> [Selected extract]:

Lawrence Soren Keusch - MD
Okay, very good. And then for Mike, just wanted to think a little bit about the investments within HSS. The operating margin of that business unit has trended down over the past 3 quarters. I think it's 10.7% this quarter on an operating margin basis from 14.6% in the fourth quarter of '19. So, just again, I want to make sure I'm understanding the investments. It seems pretty straightforward, but I just want to make sure we're understanding that. And then, what's the right way to think about, again, margins for this business going forward?
And then the second question, Mike, is you talked about 100 basis points or so of growth being added by M&A this quarter -- this year. What is the threshold for when you kind of pull that out of organic growth? Because you still characterize as organic constant currency growth, but there's 100 basis points in there from M&A. So just trying to understand what the threshold is.
Michael J. Tokich - Senior VP & CFO
Yes, certainly, Larry, I'll answer the second question first. Typically, what we do is when we do any type of, I'll call it, material acquisition, we would separate that out and actually disclose that separately, so that we are not in this -- the boat that we're in today where we're trying to call out constant currency organic revenue growth and then also note at the same point in time what the acquisitions added. So, unfortunately, this year, doing 8 acquisitions that were all individually immaterial, but if you aggregate them all together, they become material. So that's the reason we chose our -- the way we want to disclose that this year is make sure that everybody understands the impact. And there is a pretty significant impact in the third quarter, 180 basis points in the quarter for constant currency organic revenue growth, that it is understood and we're being as transparent as possible. We don't like going down that path, obviously. We would prefer to do an acquisition and separate that out and go back to our historical reporting, but this year is an anomaly, hopefully. But again, with 8 acquisitions combined being -- in the combination of all being relative, we have to do something so that we're, again, truly being transparent. Your first -- you want to say something?
Walter M. Rosebrough - CEO, President & Director
And just to be clear on that. When Mike says we don't like that, he's talking the accounting issues, not the businesses.

> [Available data]:
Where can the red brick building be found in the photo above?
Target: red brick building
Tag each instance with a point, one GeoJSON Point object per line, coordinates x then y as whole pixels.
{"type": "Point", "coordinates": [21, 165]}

> [Your tasks]:
1. Reproduce word for word the part of the call transcript that opens with the words containing "Lawrence Soren Keusch" and closes with "business going forward?".
2. Please summarize the call transcript in three sentences.
3. Continue the call transcript from the point where it stops.
The material plays no part in this work.

> [Task responses]:
1.
Lawrence Soren Keusch - MD
Okay, very good. And then for Mike, just wanted to think a little bit about the investments within HSS. The operating margin of that business unit has trended down over the past 3 quarters. I think it's 10.7% this quarter on an operating margin basis from 14.6% in the fourth quarter of '19. So, just again, I want to make sure I'm understanding the investments. It seems pretty straightforward, but I just want to make sure we're understanding that. And then, what's the right way to think about, again, margins for this business going forward?

2. An analyst asks the CFO about investments in HSS, whose operating margin fell to 10.7% this quarter from 14.6% in the fourth quarter of '19, and about the threshold for pulling M&A out of organic growth. The CFO answers the second question first: material acquisitions are normally disclosed separately, but this year's 8 acquisitions were each immaterial and material together, so the company is disclosing their impact, 180 basis points of constant currency organic revenue growth in the third quarter. The CEO adds that when the CFO says they don't like that, he means the accounting issues, not the businesses.

3.
Michael J. Tokich - Senior VP & CFO
Right, yes.
Walter M. Rosebrough - CEO, President & Director
We like those businesses. We love tuck-in businesses. If I can do 10 more next year -- it looks like these 8 will do 10 more next year, we'll be talking about this again, I suspect. But, it's not that we don't like the businesses.
Michael J. Tokich - Senior VP & CFO
We just don't like the reporting of...
Walter M. Rosebrough - CEO, President & Director
We don't want to be changing our constant currency growth rate every month because of some small businesses. Really that's the point.
Michael J. Tokich - Senior VP & CFO
And then your first question regarding the HSS business, obviously, as Walt mentioned in his script that we did have start-up costs for the new ORCs. And in addition to that, we are continuing to have people costs to support the future growth in HSS. I mean, our long-term view of this business is still mid-teens. We haven't come off of that. Obviously, you are seeing the benefit of the revenue, the top line growth. But it does come with a little bit of start-up cost, which we've talked about for 2 years now in a row. And as we bring facilities online, it probably takes roughly 12, maybe 18 months, depending on the size of the facility to get to breakeven and then start actually adding profit to that business. So it's not unusual, and it's not a surprise to us by any means.
Operator
This concludes our question-and-answer session. I would like to turn the conference back over to Julie Winter for any closing remarks.
Julie Winter - Senior Director of IR
Thanks, everybody, for joining us again this morning. Hope you have a great day.
Operator
The conference has now concluded. Thank you for attending today's presentation, you may now disconnect.